TEXT EXTRACT =>
- - - - -

From 4eb7a66d9410927fb8fbafad8b8298b627cdd128 Mon Sep 17 00:00:00 2001
From: Jason Wessel <jason.wessel@windriver.com>
Date: Sun, 3 Feb 2013 09:32:28 -0600
Subject: kdb: Fix overlap in buffers with strcpy

Maxime reported that strcpy(s->usage, s->usage+1) has no definitive
guarantee that it will work on all archs the same way when you have
overlapping memory.  The fix is simple for the kdb code because we
still have the original string memory in the function scope, so we
just have to use that as the argument instead.

Reported-by: Maxime Villard <rustyBSD@gmx.fr>
Signed-off-by: Jason Wessel <jason.wessel@windriver.com>
---
 kernel/debug/kdb/kdb_main.c | 30 +++++++++++++++++++++---------
 1 file changed, 21 insertions(+), 9 deletions(-)

(limited to 'kernel')

diff --git a/kernel/debug/kdb/kdb_main.c b/kernel/debug/kdb/kdb_main.c
index 437b74ddca81..de22c8cc6c30 100644
--- a/kernel/debug/kdb/kdb_main.c
+++ b/kernel/debug/kdb/kdb_main.c
@@ -683,32 +683,44 @@ static int kdb_defcmd(int argc, const char **argv)
 		return KDB_ARGCOUNT;
 	defcmd_set = kmalloc((defcmd_set_count + 1) * sizeof(*defcmd_set),
 			     GFP_KDB);
-	if (!defcmd_set) {
-		kdb_printf("Could not allocate new defcmd_set entry for %s\n",
-			   argv[1]);
-		defcmd_set = save_defcmd_set;
-		return KDB_NOTIMP;
-	}
+	if (!defcmd_set)
+		goto fail_defcmd;
 	memcpy(defcmd_set, save_defcmd_set,
 	       defcmd_set_count * sizeof(*defcmd_set));
-	kfree(save_defcmd_set);
 	s = defcmd_set + defcmd_set_count;
 	memset(s, 0, sizeof(*s));
 	s->usable = 1;
 	s->name = kdb_strdup(argv[1], GFP_KDB);
+	if (!s->name)
+		goto fail_name;
 	s->usage = kdb_strdup(argv[2], GFP_KDB);
+	if (!s->usage)
+		goto fail_usage;
 	s->help = kdb_strdup(argv[3], GFP_KDB);
+	if (!s->help)

- - - - -

TASK =>
Answer from the kdb patch:
1. Who is credited with reporting the problem?
2. Which file does the patch change?
3. How many insertions and deletions does the patch make?

SOURCE EXCERPT =>

- - - - -

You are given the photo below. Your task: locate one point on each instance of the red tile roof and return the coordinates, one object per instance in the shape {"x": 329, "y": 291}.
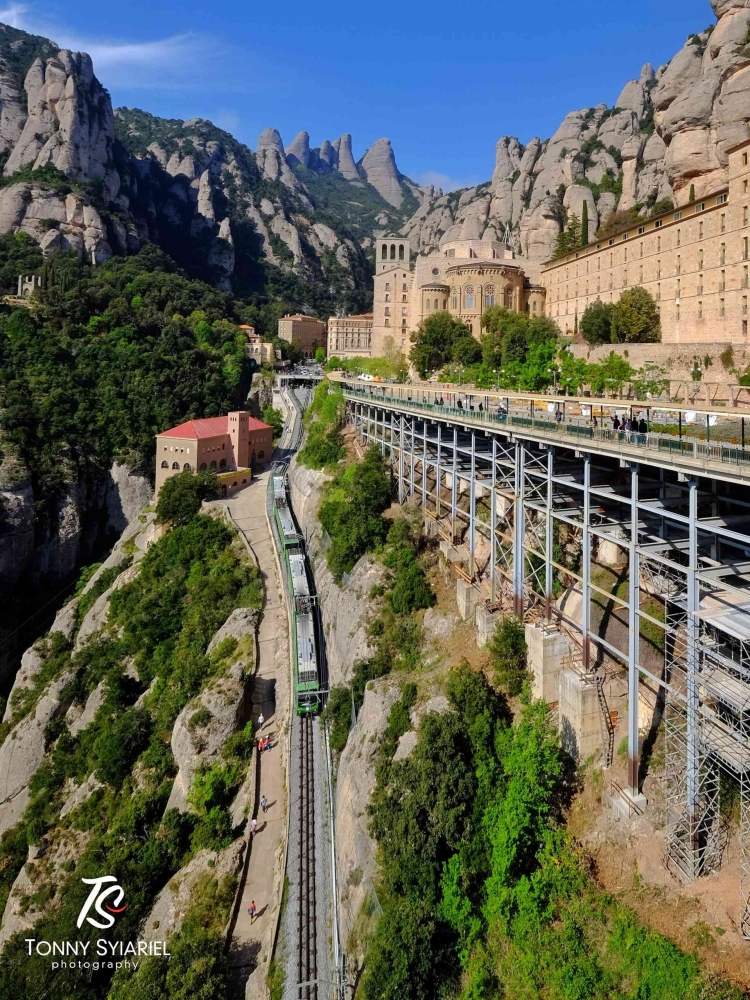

- - - - -

REPLY =>
1. Maxime Villard
2. kernel/debug/kdb/kdb_main.c
3. 21 insertions and 9 deletions